■ WORK REQUIRED ■
Copy the material between the line holding "Annotation spec v3.2 — blonde woman: box" and the line holding "[343,246,442,401]", inclusive, with "beige wall" replaced by "tan wall" and nothing else changed.

[Start of TASK MATERIAL]

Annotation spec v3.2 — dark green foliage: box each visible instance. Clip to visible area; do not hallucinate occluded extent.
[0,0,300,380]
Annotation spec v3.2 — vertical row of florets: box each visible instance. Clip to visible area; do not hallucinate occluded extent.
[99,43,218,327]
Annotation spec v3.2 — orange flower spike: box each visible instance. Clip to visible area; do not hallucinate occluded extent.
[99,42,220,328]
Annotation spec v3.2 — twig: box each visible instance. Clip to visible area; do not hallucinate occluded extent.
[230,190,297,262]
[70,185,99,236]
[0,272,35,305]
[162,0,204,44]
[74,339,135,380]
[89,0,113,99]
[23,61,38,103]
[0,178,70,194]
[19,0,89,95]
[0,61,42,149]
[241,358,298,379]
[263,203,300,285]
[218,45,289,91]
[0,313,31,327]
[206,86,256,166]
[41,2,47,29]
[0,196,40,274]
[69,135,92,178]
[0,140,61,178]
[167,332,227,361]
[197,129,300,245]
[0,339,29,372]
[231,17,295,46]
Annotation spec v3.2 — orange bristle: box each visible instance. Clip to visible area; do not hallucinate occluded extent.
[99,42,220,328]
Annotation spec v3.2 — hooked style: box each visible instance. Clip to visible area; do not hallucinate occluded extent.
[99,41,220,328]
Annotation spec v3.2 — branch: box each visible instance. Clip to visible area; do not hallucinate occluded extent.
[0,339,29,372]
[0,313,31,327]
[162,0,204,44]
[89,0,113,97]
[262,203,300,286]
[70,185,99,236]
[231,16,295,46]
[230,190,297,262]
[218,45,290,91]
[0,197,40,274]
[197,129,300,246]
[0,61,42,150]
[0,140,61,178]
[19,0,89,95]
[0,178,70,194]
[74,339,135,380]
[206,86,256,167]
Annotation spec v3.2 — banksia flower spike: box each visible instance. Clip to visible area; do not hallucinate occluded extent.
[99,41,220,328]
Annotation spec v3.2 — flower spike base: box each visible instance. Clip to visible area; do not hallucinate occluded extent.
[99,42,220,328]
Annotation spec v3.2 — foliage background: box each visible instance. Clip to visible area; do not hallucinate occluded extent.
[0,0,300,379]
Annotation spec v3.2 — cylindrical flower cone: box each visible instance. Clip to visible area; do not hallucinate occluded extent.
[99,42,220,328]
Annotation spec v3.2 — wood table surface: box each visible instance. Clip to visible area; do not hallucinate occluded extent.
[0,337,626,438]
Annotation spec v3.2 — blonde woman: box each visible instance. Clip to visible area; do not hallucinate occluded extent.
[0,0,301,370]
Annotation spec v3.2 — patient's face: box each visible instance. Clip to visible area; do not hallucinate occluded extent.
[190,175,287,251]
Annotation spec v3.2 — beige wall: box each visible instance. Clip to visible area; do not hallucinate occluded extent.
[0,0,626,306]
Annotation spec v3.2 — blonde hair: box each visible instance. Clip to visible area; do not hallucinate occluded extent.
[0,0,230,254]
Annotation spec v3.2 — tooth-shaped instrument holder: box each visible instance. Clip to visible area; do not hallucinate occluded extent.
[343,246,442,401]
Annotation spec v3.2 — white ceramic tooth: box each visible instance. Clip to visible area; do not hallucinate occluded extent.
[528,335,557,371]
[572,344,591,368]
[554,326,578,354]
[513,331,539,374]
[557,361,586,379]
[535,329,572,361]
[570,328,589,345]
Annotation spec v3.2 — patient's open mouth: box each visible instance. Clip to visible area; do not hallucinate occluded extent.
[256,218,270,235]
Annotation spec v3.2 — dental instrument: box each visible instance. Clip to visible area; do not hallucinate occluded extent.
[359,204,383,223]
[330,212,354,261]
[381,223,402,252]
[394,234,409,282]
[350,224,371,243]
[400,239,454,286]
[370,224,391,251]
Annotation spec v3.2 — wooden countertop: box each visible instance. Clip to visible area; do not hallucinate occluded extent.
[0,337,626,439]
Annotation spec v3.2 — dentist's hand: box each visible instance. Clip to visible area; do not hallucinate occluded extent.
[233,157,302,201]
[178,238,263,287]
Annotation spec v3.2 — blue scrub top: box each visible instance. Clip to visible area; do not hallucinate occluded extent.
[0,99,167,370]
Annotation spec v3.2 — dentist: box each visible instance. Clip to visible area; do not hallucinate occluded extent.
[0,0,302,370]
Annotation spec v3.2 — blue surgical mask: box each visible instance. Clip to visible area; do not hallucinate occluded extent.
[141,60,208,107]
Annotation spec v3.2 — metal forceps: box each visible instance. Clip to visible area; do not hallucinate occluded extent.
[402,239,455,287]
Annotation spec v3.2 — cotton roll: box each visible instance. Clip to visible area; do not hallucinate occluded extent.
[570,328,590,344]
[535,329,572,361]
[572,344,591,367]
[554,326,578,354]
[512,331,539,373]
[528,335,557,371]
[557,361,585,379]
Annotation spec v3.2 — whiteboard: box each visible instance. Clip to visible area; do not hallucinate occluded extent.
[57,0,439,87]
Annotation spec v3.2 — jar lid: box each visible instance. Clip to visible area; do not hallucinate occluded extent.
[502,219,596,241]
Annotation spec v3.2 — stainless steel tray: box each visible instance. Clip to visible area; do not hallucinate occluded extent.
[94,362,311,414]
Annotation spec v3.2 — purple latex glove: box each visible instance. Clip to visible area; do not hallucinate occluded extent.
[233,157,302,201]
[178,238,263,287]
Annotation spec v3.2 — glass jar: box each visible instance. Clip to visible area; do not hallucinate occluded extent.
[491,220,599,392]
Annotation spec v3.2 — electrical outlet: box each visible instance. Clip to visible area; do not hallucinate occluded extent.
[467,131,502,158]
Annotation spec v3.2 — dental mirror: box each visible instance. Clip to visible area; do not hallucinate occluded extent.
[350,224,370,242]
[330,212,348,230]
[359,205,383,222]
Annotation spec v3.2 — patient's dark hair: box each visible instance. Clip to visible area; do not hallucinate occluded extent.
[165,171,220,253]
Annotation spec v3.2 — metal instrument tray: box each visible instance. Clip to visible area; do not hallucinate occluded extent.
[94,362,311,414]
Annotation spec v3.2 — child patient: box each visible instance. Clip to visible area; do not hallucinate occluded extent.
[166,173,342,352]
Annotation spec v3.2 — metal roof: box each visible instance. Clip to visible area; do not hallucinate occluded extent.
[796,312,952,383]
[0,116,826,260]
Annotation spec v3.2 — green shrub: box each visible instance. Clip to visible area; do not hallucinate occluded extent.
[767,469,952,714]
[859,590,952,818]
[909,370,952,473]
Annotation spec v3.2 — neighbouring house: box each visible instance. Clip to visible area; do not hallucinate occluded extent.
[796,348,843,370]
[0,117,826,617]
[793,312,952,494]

[End of TASK MATERIAL]

■ SOLUTION TO THE EXERCISE ■
Annotation spec v3.2 — blonde woman: box each visible instance. Clip to visible area; do not hallucinate occluded extent.
[0,0,301,370]
Annotation spec v3.2 — patient's face: box each visible instance. Clip to visible area; do not hallucinate occluded extent.
[190,175,287,251]
Annotation spec v3.2 — tan wall: box each visible instance. Clip to visible area; do not hallucinate occluded extent.
[0,0,626,306]
Annotation spec v3.2 — blonde hair: box each visible instance. Clip to visible area; do not hallucinate occluded extent.
[0,0,230,254]
Annotation spec v3.2 — tooth-shaped instrument holder: box each visible instance. Clip to visible area; do not hallucinate occluded extent.
[343,246,442,401]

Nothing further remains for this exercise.